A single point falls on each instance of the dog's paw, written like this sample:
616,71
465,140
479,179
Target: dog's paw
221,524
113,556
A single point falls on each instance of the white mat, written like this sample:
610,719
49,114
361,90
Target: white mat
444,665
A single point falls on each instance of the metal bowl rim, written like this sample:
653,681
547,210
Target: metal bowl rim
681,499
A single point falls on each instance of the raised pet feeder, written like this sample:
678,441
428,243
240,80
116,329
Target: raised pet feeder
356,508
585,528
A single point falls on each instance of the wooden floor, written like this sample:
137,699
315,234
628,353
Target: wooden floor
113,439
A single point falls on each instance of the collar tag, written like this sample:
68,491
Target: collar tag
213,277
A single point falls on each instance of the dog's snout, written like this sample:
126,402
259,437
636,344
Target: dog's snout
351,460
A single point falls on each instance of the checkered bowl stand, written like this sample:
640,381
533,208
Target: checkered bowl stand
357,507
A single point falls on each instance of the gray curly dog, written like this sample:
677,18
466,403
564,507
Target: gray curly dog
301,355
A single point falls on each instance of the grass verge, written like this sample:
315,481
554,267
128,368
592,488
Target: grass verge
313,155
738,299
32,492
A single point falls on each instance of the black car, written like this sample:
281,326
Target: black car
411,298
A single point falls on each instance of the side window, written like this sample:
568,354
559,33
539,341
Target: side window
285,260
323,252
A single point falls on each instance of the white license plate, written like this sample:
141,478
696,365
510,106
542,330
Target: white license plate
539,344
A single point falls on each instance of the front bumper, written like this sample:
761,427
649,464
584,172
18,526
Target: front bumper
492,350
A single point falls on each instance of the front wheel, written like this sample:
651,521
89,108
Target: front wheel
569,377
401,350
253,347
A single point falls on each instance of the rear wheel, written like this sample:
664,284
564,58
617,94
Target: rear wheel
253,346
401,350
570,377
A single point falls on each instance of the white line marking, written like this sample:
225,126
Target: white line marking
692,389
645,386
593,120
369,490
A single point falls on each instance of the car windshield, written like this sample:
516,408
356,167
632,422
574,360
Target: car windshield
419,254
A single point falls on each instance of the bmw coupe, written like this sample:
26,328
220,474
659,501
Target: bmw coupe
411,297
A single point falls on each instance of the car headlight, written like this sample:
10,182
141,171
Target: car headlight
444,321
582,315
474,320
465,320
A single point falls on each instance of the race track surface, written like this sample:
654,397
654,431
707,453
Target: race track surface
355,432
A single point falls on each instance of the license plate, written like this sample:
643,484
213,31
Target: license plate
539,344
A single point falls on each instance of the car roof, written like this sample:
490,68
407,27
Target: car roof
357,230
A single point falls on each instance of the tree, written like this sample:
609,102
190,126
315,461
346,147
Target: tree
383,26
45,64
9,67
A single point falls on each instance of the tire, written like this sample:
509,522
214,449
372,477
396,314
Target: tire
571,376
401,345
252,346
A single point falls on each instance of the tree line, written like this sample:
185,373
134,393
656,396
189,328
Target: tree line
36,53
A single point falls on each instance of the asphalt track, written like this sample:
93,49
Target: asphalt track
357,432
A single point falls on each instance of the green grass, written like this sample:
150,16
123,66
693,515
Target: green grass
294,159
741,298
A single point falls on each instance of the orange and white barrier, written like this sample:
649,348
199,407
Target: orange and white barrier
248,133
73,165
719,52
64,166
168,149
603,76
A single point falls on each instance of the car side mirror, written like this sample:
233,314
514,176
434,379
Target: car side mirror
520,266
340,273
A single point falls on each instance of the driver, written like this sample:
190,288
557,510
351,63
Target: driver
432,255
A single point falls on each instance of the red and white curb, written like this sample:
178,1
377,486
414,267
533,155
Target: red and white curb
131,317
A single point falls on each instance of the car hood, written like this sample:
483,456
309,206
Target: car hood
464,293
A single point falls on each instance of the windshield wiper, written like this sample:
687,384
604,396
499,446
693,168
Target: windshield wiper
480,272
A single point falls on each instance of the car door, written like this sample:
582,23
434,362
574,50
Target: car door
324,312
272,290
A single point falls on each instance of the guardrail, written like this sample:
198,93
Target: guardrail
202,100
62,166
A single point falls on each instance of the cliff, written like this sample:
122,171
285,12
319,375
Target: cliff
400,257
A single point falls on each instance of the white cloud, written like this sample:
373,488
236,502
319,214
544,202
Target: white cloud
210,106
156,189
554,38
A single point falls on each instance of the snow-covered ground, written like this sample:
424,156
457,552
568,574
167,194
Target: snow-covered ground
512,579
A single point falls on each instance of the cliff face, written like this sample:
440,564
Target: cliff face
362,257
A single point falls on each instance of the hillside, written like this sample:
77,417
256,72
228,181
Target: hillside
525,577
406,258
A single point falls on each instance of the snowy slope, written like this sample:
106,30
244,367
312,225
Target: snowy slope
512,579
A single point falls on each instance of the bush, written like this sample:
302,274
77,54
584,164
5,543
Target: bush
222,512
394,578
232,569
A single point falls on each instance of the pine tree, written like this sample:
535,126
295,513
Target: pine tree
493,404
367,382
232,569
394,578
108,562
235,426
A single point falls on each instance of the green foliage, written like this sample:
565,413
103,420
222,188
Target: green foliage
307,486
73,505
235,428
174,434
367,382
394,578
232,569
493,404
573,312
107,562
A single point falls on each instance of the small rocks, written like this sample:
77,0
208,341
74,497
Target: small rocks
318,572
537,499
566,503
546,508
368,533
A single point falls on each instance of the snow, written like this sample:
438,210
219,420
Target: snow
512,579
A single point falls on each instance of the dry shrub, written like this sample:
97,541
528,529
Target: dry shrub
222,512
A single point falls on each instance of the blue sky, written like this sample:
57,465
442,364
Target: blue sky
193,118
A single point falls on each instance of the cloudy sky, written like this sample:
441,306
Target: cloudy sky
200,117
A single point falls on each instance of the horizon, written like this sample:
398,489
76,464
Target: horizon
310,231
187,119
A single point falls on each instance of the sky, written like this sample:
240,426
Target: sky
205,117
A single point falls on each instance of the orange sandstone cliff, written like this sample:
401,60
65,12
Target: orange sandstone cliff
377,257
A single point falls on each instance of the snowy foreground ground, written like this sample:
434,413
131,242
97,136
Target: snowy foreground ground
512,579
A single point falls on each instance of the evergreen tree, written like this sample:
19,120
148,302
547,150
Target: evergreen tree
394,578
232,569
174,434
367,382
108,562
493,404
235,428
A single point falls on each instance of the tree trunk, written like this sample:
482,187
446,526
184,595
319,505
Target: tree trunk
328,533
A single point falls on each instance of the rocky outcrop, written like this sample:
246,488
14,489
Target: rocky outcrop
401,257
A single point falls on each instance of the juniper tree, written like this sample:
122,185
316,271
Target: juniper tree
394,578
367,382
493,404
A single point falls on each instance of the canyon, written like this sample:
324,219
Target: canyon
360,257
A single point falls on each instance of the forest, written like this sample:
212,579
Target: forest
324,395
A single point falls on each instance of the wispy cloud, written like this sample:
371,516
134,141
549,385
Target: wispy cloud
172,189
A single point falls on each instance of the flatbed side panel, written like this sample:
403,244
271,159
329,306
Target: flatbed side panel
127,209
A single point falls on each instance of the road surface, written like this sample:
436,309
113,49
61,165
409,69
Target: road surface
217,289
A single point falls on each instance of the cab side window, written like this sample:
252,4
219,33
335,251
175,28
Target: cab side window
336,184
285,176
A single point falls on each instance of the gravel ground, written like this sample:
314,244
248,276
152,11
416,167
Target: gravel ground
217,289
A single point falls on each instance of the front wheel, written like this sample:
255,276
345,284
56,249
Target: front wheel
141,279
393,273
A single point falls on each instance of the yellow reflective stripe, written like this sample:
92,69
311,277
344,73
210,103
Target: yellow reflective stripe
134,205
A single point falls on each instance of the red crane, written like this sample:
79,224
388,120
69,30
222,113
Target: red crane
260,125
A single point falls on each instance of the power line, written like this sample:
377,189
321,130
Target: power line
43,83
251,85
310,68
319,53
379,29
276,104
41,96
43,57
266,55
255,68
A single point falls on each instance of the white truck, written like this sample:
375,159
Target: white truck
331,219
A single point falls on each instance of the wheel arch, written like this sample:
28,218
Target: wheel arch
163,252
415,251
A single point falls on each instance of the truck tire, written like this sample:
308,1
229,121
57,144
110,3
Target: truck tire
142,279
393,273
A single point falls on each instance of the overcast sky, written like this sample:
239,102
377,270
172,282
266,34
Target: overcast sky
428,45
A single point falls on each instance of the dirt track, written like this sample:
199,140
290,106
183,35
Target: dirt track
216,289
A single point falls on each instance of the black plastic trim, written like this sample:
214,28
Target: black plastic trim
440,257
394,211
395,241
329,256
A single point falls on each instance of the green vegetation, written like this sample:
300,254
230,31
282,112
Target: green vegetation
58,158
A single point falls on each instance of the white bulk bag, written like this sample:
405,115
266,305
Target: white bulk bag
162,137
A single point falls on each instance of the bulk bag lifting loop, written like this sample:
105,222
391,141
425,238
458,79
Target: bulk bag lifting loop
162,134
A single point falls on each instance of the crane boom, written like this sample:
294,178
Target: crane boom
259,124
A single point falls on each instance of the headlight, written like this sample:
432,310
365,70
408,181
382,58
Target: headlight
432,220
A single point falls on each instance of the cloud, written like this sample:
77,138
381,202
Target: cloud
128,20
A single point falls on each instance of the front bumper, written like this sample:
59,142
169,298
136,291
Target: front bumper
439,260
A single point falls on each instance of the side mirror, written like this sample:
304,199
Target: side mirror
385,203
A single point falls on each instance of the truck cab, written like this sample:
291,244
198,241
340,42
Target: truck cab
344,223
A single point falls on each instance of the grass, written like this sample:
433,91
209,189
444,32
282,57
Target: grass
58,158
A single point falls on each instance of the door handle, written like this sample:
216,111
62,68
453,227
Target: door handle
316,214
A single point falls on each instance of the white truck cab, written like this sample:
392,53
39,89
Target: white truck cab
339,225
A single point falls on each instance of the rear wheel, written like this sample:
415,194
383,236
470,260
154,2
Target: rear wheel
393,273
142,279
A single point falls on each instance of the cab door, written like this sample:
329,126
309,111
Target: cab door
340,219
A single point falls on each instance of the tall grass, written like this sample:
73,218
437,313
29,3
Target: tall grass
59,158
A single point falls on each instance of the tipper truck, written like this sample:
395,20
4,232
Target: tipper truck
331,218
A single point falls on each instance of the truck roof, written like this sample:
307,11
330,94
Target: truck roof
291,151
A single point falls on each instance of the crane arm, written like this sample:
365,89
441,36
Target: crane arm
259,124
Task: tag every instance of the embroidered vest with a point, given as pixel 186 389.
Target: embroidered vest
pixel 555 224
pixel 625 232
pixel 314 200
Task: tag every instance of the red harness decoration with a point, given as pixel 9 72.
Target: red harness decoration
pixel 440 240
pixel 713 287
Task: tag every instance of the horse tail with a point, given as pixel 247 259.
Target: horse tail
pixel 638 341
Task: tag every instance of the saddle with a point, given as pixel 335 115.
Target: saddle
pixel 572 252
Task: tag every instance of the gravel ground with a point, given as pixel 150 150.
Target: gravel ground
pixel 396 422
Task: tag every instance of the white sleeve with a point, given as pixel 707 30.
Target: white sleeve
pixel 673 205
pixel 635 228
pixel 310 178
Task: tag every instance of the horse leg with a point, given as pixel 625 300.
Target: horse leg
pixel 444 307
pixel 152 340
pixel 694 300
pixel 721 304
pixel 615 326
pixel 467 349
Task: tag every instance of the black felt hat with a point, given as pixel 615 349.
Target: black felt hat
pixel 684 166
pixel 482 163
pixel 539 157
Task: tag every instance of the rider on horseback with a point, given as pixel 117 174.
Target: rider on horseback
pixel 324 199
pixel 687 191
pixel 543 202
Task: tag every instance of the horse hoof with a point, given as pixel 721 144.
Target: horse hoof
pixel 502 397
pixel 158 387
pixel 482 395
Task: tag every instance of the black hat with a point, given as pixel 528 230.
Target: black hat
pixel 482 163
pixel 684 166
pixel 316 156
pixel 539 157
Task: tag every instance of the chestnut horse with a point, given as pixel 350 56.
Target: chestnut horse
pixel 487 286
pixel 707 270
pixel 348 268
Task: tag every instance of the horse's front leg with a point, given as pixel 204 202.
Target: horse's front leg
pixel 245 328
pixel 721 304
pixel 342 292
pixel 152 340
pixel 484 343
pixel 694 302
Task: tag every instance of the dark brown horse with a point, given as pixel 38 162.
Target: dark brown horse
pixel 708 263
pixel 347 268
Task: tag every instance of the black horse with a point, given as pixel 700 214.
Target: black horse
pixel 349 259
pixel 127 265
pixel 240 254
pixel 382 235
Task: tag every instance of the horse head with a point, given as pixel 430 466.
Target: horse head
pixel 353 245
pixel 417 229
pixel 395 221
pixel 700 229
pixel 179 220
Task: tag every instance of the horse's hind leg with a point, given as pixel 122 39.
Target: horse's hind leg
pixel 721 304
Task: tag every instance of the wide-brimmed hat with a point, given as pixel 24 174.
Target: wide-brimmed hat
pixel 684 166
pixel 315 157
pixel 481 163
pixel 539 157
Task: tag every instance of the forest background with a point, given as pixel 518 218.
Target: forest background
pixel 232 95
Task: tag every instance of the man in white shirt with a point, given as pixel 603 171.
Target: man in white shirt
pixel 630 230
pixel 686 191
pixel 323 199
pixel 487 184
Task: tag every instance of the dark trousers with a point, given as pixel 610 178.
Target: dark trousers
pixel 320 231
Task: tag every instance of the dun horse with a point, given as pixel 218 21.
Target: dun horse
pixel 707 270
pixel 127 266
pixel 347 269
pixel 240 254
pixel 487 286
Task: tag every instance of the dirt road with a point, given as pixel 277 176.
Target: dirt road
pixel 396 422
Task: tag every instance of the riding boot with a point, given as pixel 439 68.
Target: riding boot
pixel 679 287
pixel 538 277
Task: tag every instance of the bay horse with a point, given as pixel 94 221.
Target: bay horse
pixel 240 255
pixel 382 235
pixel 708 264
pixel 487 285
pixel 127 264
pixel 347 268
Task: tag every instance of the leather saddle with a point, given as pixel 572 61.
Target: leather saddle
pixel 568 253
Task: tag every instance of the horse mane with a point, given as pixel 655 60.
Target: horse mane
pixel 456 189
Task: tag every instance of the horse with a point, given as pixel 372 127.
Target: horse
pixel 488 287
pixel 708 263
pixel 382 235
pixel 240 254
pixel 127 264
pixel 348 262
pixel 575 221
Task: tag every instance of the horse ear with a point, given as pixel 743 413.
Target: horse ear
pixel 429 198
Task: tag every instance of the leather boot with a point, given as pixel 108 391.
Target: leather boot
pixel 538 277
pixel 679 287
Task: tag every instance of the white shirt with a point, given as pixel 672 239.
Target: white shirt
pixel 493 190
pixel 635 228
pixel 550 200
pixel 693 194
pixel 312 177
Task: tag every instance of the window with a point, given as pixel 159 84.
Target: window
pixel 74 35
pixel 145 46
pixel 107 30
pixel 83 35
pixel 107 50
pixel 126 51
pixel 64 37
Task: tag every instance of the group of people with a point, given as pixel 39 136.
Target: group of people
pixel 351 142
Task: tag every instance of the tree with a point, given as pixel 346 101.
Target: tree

----------

Will you return exactly the lines above from the one with "Task: tag every instance of the horse ear" down to the one with "Task: tag every instance of the window", counting both as part of the range?

Task: tag every instance of the horse ear with a point, given as pixel 743 413.
Target: horse ear
pixel 429 198
Task: tag every instance of the leather boot with a point, given as pixel 108 391.
Target: leather boot
pixel 538 277
pixel 679 287
Task: tag every instance of the white shirt with a point, given as pixel 672 239.
Target: white shirt
pixel 493 190
pixel 635 228
pixel 550 200
pixel 693 194
pixel 312 177
Task: tag every instance of the window with a point, given as pixel 159 84.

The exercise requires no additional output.